Please report every line in the records below that contains the word "building", matching case exactly.
— Start of Records shown —
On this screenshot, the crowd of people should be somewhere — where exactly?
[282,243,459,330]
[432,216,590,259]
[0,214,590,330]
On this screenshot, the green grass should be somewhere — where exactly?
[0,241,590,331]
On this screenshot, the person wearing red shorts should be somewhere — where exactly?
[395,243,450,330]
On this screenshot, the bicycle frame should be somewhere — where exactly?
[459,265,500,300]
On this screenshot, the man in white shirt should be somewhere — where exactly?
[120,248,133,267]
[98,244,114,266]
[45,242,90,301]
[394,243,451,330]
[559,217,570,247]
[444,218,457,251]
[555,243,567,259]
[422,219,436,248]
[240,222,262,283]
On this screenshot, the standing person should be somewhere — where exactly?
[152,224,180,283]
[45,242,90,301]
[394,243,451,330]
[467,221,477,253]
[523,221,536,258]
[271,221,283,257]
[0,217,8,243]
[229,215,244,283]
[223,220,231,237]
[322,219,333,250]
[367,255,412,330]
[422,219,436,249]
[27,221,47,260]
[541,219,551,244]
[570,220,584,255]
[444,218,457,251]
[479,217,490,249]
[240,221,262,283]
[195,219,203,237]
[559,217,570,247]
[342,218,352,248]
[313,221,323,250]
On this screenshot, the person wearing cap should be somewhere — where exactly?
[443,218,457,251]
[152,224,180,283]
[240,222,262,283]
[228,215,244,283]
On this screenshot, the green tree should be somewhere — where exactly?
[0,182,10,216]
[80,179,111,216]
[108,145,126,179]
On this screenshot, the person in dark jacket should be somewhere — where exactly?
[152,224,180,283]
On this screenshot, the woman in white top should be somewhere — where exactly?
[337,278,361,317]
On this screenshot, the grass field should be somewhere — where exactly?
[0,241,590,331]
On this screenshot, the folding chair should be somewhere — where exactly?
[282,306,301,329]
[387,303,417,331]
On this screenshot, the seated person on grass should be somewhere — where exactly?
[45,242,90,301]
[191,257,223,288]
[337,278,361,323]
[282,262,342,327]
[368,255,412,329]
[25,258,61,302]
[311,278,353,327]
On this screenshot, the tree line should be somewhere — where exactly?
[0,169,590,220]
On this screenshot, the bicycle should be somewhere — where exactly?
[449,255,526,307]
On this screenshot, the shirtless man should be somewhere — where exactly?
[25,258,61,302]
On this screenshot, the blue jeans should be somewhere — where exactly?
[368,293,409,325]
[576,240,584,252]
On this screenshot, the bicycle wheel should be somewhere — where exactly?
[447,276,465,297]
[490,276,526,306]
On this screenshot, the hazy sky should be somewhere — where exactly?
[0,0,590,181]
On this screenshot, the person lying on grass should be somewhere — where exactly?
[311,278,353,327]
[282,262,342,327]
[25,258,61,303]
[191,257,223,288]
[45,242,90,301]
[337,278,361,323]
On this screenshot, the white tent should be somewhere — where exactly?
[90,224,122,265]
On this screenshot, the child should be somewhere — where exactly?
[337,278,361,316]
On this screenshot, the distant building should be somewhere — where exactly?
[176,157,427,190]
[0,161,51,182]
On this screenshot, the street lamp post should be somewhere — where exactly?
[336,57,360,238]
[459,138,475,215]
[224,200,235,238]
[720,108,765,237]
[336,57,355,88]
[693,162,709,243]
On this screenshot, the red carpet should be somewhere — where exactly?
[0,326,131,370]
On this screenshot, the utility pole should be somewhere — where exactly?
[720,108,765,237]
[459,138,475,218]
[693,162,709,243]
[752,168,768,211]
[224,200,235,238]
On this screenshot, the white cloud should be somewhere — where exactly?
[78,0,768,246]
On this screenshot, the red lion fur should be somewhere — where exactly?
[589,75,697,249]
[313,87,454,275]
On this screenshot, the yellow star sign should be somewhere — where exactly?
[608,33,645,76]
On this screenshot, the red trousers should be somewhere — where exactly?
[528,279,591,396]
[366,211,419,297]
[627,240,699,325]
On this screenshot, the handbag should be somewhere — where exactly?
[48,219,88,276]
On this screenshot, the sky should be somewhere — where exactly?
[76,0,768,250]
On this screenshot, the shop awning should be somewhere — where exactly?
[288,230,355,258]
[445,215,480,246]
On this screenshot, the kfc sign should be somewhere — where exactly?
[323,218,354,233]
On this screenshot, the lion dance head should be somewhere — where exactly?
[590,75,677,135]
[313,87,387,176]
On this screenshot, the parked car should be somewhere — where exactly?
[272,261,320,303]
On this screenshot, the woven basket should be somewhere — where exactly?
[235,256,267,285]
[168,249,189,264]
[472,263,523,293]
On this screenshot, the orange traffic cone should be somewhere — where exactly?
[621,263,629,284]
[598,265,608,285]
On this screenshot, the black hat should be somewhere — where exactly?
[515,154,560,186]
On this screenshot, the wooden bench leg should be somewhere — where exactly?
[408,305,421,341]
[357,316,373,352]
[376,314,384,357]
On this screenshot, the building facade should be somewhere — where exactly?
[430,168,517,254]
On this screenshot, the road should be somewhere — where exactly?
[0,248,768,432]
— End of Records shown —
§ Exercise result:
On this screenshot, the distant building should be somewhere — where exactly?
On this screenshot, the building facade should be somewhere — where exactly?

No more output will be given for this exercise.